● Your goal
Locate every line in the items below that contains the word "Target", and copy each of those lines out.

[Location labeling records]
-=-=-=-=-
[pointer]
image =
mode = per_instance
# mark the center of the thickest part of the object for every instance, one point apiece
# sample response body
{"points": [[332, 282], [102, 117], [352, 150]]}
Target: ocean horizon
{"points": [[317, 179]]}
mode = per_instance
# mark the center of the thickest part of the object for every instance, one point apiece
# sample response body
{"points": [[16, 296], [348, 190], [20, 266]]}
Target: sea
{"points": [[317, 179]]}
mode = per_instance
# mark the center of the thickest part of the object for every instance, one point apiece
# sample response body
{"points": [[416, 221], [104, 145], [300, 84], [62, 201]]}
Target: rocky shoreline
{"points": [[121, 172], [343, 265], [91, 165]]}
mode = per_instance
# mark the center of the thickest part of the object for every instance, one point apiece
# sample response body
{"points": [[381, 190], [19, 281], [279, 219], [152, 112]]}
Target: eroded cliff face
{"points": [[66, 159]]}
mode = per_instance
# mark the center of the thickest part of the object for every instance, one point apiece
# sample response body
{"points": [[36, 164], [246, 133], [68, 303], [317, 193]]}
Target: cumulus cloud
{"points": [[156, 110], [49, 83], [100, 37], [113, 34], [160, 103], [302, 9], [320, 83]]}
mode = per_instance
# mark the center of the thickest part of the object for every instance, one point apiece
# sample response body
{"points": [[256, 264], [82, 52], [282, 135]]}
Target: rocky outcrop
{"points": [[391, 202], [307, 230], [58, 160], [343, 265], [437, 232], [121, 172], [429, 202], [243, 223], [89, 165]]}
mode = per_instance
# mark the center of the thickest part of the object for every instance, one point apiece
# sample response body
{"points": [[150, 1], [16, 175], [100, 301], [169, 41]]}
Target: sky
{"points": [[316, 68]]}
-=-=-=-=-
● Expected output
Target: ocean horizon
Target: sea
Target: rocky shoreline
Target: eroded cliff face
Target: cumulus cloud
Target: rocky outcrop
Target: sky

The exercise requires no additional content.